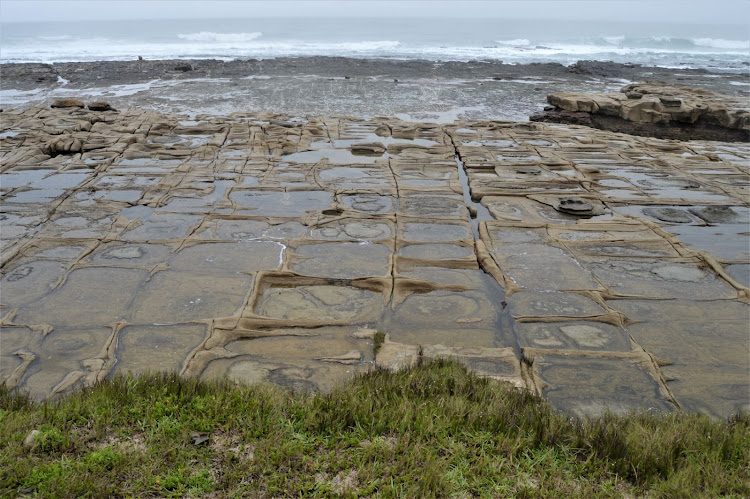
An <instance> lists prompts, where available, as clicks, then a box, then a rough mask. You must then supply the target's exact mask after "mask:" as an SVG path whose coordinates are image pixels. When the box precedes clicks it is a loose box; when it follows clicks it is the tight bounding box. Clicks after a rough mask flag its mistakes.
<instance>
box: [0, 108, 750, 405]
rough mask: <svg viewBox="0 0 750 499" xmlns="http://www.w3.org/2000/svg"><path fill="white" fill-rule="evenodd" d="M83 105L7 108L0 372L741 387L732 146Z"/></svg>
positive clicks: (256, 115)
mask: <svg viewBox="0 0 750 499" xmlns="http://www.w3.org/2000/svg"><path fill="white" fill-rule="evenodd" d="M91 113H94V112H93V111H90V110H87V109H76V110H75V111H72V110H71V109H65V108H61V109H50V108H46V109H28V110H14V109H6V110H4V111H3V113H2V114H3V122H2V124H1V125H0V135H2V136H3V137H5V140H4V141H2V142H0V162H1V163H2V168H0V170H2V171H0V193H2V201H0V224H2V226H1V227H0V229H1V230H2V237H0V249H2V253H0V286H1V287H0V382H3V383H6V385H7V386H9V387H11V388H17V389H22V390H28V391H29V392H30V393H31V394H32V395H33V396H34V397H36V398H39V399H43V398H47V397H53V396H56V395H58V394H60V393H64V392H65V391H67V390H70V389H72V388H75V387H79V386H86V385H90V384H92V383H95V382H97V381H100V380H102V379H105V378H106V377H107V376H111V375H113V374H114V373H117V372H143V371H144V370H148V369H161V370H173V371H178V372H180V373H182V374H184V375H186V376H202V377H205V378H217V377H228V378H230V379H234V380H238V381H244V382H271V383H276V384H278V385H281V386H284V387H288V388H291V389H293V390H299V391H328V390H331V389H333V388H334V387H335V386H337V385H339V384H341V383H344V382H346V381H347V380H349V379H351V377H352V376H353V375H355V374H356V373H359V372H364V371H366V370H368V369H370V368H372V367H373V366H378V367H381V368H386V369H400V368H404V367H408V366H411V365H415V364H418V363H419V362H423V361H426V360H430V359H435V358H446V357H447V358H453V359H456V360H458V361H459V362H461V363H463V364H464V365H466V366H467V367H469V368H470V369H472V370H473V371H475V372H476V373H478V374H480V375H481V376H488V377H491V378H494V379H498V380H502V381H504V382H508V383H511V384H513V385H514V386H517V387H519V388H522V389H527V390H530V391H533V392H536V393H539V394H541V395H543V396H544V397H547V398H548V399H549V400H550V401H551V402H552V403H553V404H554V405H555V406H556V407H558V408H561V409H564V410H566V411H569V412H571V413H574V414H586V415H596V414H601V413H602V412H603V411H605V410H607V409H609V410H613V411H616V412H623V411H628V410H632V409H650V410H656V411H669V410H674V409H685V410H688V411H691V412H702V413H706V414H710V415H712V416H716V417H725V416H727V415H729V414H730V413H732V412H736V411H738V410H747V408H748V407H750V400H748V393H749V392H748V382H747V372H748V369H750V365H749V363H748V357H747V352H748V349H749V348H750V345H749V341H750V339H749V338H748V335H747V330H748V326H749V325H750V313H748V309H749V308H748V302H749V299H750V298H749V297H750V288H748V286H750V270H749V267H748V263H747V262H748V259H750V250H749V249H748V248H750V245H749V244H748V242H749V239H748V238H750V234H749V233H748V229H747V227H748V224H749V223H750V203H749V202H748V195H750V177H749V176H748V169H747V162H748V159H750V150H748V147H747V144H745V143H728V142H702V141H691V142H677V141H669V142H667V141H661V140H657V139H652V138H641V137H634V136H627V135H616V134H612V133H610V132H605V131H601V130H594V129H582V128H577V127H567V126H557V125H545V124H538V123H503V122H490V121H485V122H458V123H454V124H445V125H440V124H435V123H407V122H404V121H401V120H400V119H397V118H377V119H374V120H356V119H351V118H342V117H327V116H308V117H306V118H304V119H302V118H295V117H290V116H278V115H272V114H266V113H257V114H251V113H245V112H238V113H232V114H230V115H228V116H201V117H199V118H196V119H192V117H191V118H190V119H187V118H186V117H185V116H171V115H170V116H165V115H161V114H159V113H156V112H154V111H149V110H138V109H122V110H121V112H120V113H119V114H113V115H112V116H111V117H109V118H108V120H107V121H101V120H98V121H96V122H95V124H94V125H91V118H92V116H93V114H91ZM97 116H101V114H97ZM79 125H80V126H79ZM61 127H62V128H61ZM73 128H75V129H76V130H77V131H76V133H75V140H77V141H78V142H80V150H79V148H78V142H75V140H73V137H72V136H68V135H69V134H68V135H65V133H68V132H66V130H69V129H73ZM61 131H62V132H63V135H60V134H59V133H60V132H61ZM53 132H54V133H53ZM50 144H53V145H54V147H52V146H51V145H50ZM69 145H70V146H69ZM74 145H75V147H73V146H74ZM45 147H46V148H47V149H45ZM61 148H62V149H61ZM52 149H54V151H53V150H52ZM45 151H46V153H45ZM61 151H62V152H64V153H65V154H60V152H61ZM53 152H54V153H55V154H54V155H53V154H52V153H53ZM378 332H382V333H385V337H384V340H383V341H382V344H380V343H379V349H378V351H377V353H376V352H375V339H376V335H377V333H378ZM377 337H378V338H381V336H380V335H378V336H377Z"/></svg>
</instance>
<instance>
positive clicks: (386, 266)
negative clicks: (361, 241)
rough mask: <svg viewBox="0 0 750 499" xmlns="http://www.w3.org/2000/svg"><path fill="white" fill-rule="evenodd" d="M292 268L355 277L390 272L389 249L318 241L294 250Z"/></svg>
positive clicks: (384, 246) (354, 243) (316, 273)
mask: <svg viewBox="0 0 750 499" xmlns="http://www.w3.org/2000/svg"><path fill="white" fill-rule="evenodd" d="M294 255H295V261H296V262H297V263H295V264H294V265H293V266H292V270H293V271H294V272H297V273H298V274H301V275H307V276H315V277H333V278H337V279H357V278H361V277H381V276H387V275H389V274H390V268H389V263H390V256H391V250H390V249H389V248H388V247H387V246H384V245H382V244H360V243H321V244H308V245H304V246H300V247H298V248H296V249H295V250H294Z"/></svg>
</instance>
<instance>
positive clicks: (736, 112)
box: [531, 82, 750, 142]
mask: <svg viewBox="0 0 750 499" xmlns="http://www.w3.org/2000/svg"><path fill="white" fill-rule="evenodd" d="M547 101H548V102H549V103H550V104H551V105H552V107H549V108H545V111H544V112H542V113H539V114H535V115H534V116H532V117H531V120H532V121H544V122H551V123H572V124H577V125H587V126H592V127H595V128H600V129H603V130H611V131H614V132H623V133H631V134H634V135H643V136H647V137H658V138H662V139H678V140H694V139H700V140H719V141H734V142H750V111H748V109H747V99H744V98H740V97H732V96H728V95H722V94H718V93H715V92H711V91H709V90H704V89H700V88H693V87H687V86H683V85H669V84H666V83H663V82H650V83H633V84H629V85H625V86H624V87H623V88H622V90H621V91H620V93H609V94H581V93H573V92H562V93H554V94H550V95H548V96H547Z"/></svg>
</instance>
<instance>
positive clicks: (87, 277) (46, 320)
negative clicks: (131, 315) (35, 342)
mask: <svg viewBox="0 0 750 499" xmlns="http://www.w3.org/2000/svg"><path fill="white" fill-rule="evenodd" d="M147 277H148V272H146V271H143V270H136V269H118V268H81V269H77V270H74V271H72V272H70V273H69V274H68V277H67V280H66V281H65V284H63V285H62V286H61V287H59V288H56V289H55V290H53V291H52V292H51V293H49V294H47V295H46V296H44V297H42V298H41V299H39V300H37V301H35V302H34V303H33V305H30V306H28V307H23V308H21V309H20V310H19V312H18V315H17V316H16V319H15V320H16V321H18V322H19V323H21V324H54V325H55V326H56V327H57V326H99V325H102V324H110V323H113V322H117V321H119V320H124V319H126V317H127V316H128V311H129V305H130V301H131V300H132V298H133V297H134V296H135V294H136V292H137V291H138V290H139V289H140V288H141V287H142V286H143V284H144V283H145V282H146V278H147Z"/></svg>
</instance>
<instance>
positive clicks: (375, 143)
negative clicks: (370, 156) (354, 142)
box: [352, 142, 385, 156]
mask: <svg viewBox="0 0 750 499" xmlns="http://www.w3.org/2000/svg"><path fill="white" fill-rule="evenodd" d="M384 152H385V146H384V145H383V144H381V143H380V142H363V143H360V144H352V154H360V155H367V156H369V155H373V156H381V155H382V154H383V153H384Z"/></svg>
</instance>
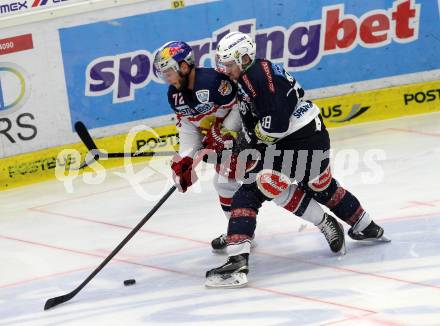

:::

What this task involves => Respond with only the number of lines in the records that include the word "rough".

Answer space => 3